(WHAT IS REQUIRED): Every entry should be repeated exactly. Omit the pictures.

(RAW DATA):
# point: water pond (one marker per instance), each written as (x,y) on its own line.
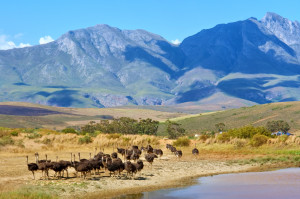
(279,184)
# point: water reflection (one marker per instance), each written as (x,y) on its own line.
(278,184)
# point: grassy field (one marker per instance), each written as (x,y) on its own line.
(214,158)
(257,115)
(76,116)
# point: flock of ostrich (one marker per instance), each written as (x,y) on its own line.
(111,162)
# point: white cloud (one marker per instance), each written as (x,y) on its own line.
(176,41)
(5,44)
(46,39)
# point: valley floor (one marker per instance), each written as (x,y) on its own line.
(166,172)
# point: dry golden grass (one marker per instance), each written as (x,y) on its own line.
(214,158)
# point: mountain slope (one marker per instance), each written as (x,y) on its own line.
(251,62)
(247,62)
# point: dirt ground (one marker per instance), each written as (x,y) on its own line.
(166,172)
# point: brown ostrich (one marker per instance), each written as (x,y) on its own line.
(32,167)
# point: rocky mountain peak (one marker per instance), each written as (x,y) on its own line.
(283,28)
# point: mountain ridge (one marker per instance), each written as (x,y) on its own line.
(254,61)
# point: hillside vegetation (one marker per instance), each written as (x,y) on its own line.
(257,115)
(64,117)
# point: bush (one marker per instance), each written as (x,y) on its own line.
(113,136)
(14,133)
(34,135)
(248,132)
(283,138)
(224,137)
(6,140)
(182,141)
(85,140)
(258,140)
(69,130)
(238,144)
(203,137)
(4,132)
(47,141)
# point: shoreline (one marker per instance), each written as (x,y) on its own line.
(180,182)
(167,172)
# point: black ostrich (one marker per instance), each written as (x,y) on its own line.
(195,151)
(139,165)
(114,165)
(83,167)
(130,168)
(178,153)
(158,152)
(43,165)
(32,167)
(150,157)
(114,155)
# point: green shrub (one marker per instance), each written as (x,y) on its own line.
(283,138)
(224,137)
(182,141)
(238,144)
(34,135)
(47,141)
(6,140)
(69,130)
(248,132)
(203,137)
(20,143)
(85,140)
(113,136)
(258,140)
(14,133)
(4,132)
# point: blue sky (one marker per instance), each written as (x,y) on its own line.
(32,22)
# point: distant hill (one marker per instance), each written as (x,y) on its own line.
(27,115)
(257,115)
(230,65)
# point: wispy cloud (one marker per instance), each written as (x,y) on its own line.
(176,41)
(6,44)
(46,39)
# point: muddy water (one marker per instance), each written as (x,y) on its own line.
(278,184)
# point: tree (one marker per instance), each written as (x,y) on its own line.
(174,130)
(220,126)
(148,126)
(278,125)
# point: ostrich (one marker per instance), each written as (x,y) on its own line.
(195,151)
(43,165)
(168,146)
(173,149)
(66,165)
(139,165)
(114,165)
(178,153)
(81,160)
(114,155)
(149,149)
(32,167)
(150,157)
(82,167)
(130,168)
(158,152)
(57,167)
(135,156)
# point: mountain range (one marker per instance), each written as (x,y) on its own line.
(230,65)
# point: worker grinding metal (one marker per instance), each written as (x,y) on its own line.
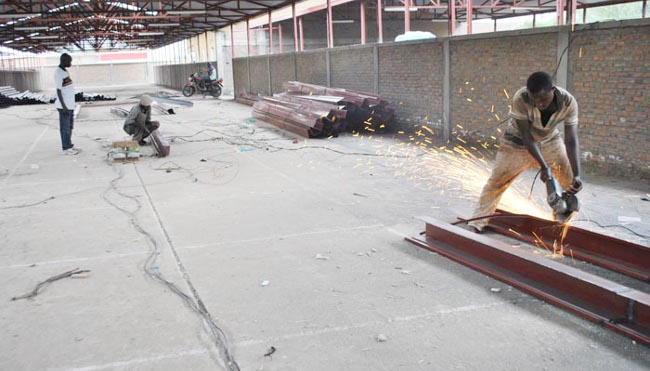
(138,123)
(532,139)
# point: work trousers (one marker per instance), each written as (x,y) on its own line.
(140,132)
(66,124)
(511,161)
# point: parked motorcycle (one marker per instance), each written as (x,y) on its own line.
(196,84)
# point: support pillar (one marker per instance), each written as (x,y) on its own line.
(248,38)
(270,34)
(452,17)
(407,16)
(470,15)
(330,25)
(295,27)
(380,26)
(362,16)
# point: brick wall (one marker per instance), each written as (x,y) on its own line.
(411,77)
(353,69)
(609,76)
(485,72)
(260,75)
(240,75)
(312,67)
(282,70)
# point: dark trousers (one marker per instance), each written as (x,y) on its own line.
(66,124)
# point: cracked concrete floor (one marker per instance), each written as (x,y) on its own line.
(323,229)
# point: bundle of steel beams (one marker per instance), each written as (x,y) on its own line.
(611,304)
(315,111)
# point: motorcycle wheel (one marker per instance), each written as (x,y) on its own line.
(188,91)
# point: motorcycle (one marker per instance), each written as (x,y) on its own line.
(196,83)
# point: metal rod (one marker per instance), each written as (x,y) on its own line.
(362,15)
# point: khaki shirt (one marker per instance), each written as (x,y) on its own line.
(137,118)
(523,108)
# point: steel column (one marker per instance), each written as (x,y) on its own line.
(302,38)
(270,34)
(407,16)
(380,26)
(362,15)
(295,27)
(248,38)
(452,17)
(232,40)
(559,9)
(470,15)
(330,25)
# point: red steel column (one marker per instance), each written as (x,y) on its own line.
(470,15)
(362,9)
(407,16)
(380,26)
(302,38)
(248,37)
(452,17)
(232,42)
(295,27)
(270,34)
(330,25)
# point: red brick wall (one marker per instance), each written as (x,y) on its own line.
(482,68)
(240,75)
(609,74)
(411,77)
(260,75)
(353,69)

(RESULT):
# point: water pond (one marker per instance), each written as (x,y) on its own line.
(279,184)
# point: water reflection (one marker per instance), each written as (x,y) on its own line.
(278,184)
# point: grassy field (one marker per instance), each written as (x,y) on its own line.
(214,158)
(257,115)
(76,116)
# point: flock of ostrich (one marker per instance), each written as (x,y) on its own line.
(111,162)
# point: white cloud (one marker per instance), each written as (x,y) on its own line.
(176,41)
(5,44)
(46,39)
# point: valley floor (one marker per instance), each written as (x,y) on its own line.
(166,172)
# point: dry golden grass (one marker per instance), each written as (x,y) on its own line.
(214,158)
# point: mountain slope (one marker per instance), each written as (x,y) on its own line.
(251,62)
(247,62)
# point: dirt ground (one marker per instance), each written as (x,y) on its own line.
(166,172)
# point: brown ostrich (one marker per instance), each written as (x,y) on its own line.
(32,167)
# point: rocky mountain peak (one marker per instance), each written as (x,y) on its own line.
(283,28)
# point: mountain ridge (one marker per instance), each written as (x,y) on its own line.
(254,61)
# point: hillside vegetation (one marker per instance), each written as (x,y) on its own line.
(257,115)
(64,117)
# point: bush (one marker per instance), each written as (x,y) on its own line.
(113,136)
(14,133)
(34,135)
(248,132)
(283,138)
(224,137)
(6,140)
(182,141)
(85,140)
(258,140)
(69,130)
(238,144)
(203,137)
(4,132)
(47,141)
# point: shoreline (one marker per instance), each written as (x,y) on its own line.
(180,182)
(167,172)
# point: black ostrich (one marker per instance), each written as (x,y) on its own line.
(195,151)
(139,165)
(114,165)
(83,167)
(130,168)
(178,153)
(158,152)
(43,165)
(32,167)
(150,157)
(114,155)
# point: green shrub (one marker per instance), each written as (x,y) on its own line.
(283,138)
(224,137)
(182,141)
(238,144)
(34,135)
(47,141)
(6,140)
(69,130)
(248,132)
(203,137)
(20,143)
(85,140)
(113,136)
(258,140)
(14,133)
(4,132)
# point: blue sky (one marker per instance), each written as (x,y) on its own line.
(32,22)
# point: distant hill (one marker per instance), each written as (x,y) on its own line.
(27,115)
(257,115)
(230,65)
# point: wispy cloud (one marker per instance), each written as (x,y) on its own line.
(176,41)
(6,44)
(46,39)
# point: muddy water (one marker per instance), each written as (x,y) on its own line.
(278,184)
# point: tree (one marker per instance), each written as (x,y) on its own line.
(174,130)
(220,126)
(148,126)
(278,125)
# point: ostrich (one marker per instance), each written as (x,y) on its own line.
(195,151)
(43,165)
(168,146)
(173,149)
(66,165)
(139,165)
(114,165)
(178,153)
(81,160)
(114,155)
(149,149)
(32,167)
(150,157)
(82,167)
(130,168)
(158,152)
(57,167)
(135,156)
# point: mountain range (one marker per instance), each written as (x,y) on its own line.
(230,65)
# point: worker grinding metal (one marker per instance), each written as (x,y) on its own line.
(138,123)
(532,139)
# point: work trousers (one marker per instance), each written as (x,y) on its own line.
(140,132)
(66,124)
(511,161)
# point: parked motorcycle (one marker per instance), each written as (x,y) on its own line.
(196,84)
# point: support pillar (one marker per instance), each written as (x,y) on its own line.
(248,38)
(270,34)
(452,17)
(407,16)
(470,15)
(330,25)
(295,27)
(380,26)
(362,16)
# point: brick wall (one marker per instance), each written as (x,y) on its own line.
(411,77)
(353,69)
(609,76)
(485,72)
(260,75)
(240,75)
(312,67)
(282,70)
# point: dark trousers (one marker per instance), each written as (x,y) on its own line.
(66,124)
# point: cracked concrete floor (one marker per instance), each written as (x,y) on its own line.
(323,229)
# point: bundle of steel beams (one marker per instance), each written as (x,y) on its own line.
(611,304)
(315,111)
# point: motorcycle wheel (one marker per instance), each written as (x,y) on its own line.
(188,91)
# point: motorcycle (one marker per instance), each written as (x,y) on its own line.
(196,83)
# point: metal rod (one marker per instance), each written as (x,y) on its own line.
(362,15)
# point: khaki shirt (one marker per instance), each written as (x,y) on its own line.
(137,118)
(523,108)
# point: steel column (one marker per instance), each written as (x,y) on its own line.
(302,38)
(270,34)
(407,16)
(380,26)
(362,15)
(295,27)
(248,38)
(452,17)
(232,40)
(559,9)
(470,15)
(330,25)
# point: red steel column (one marker per instance), each written as (x,y) on its own line.
(470,15)
(362,9)
(407,16)
(380,26)
(302,38)
(248,37)
(452,17)
(232,42)
(295,27)
(270,34)
(330,25)
# point: red brick wall (one marker per instance), each written as (x,y) on its own line.
(482,68)
(240,75)
(609,74)
(411,77)
(260,75)
(353,69)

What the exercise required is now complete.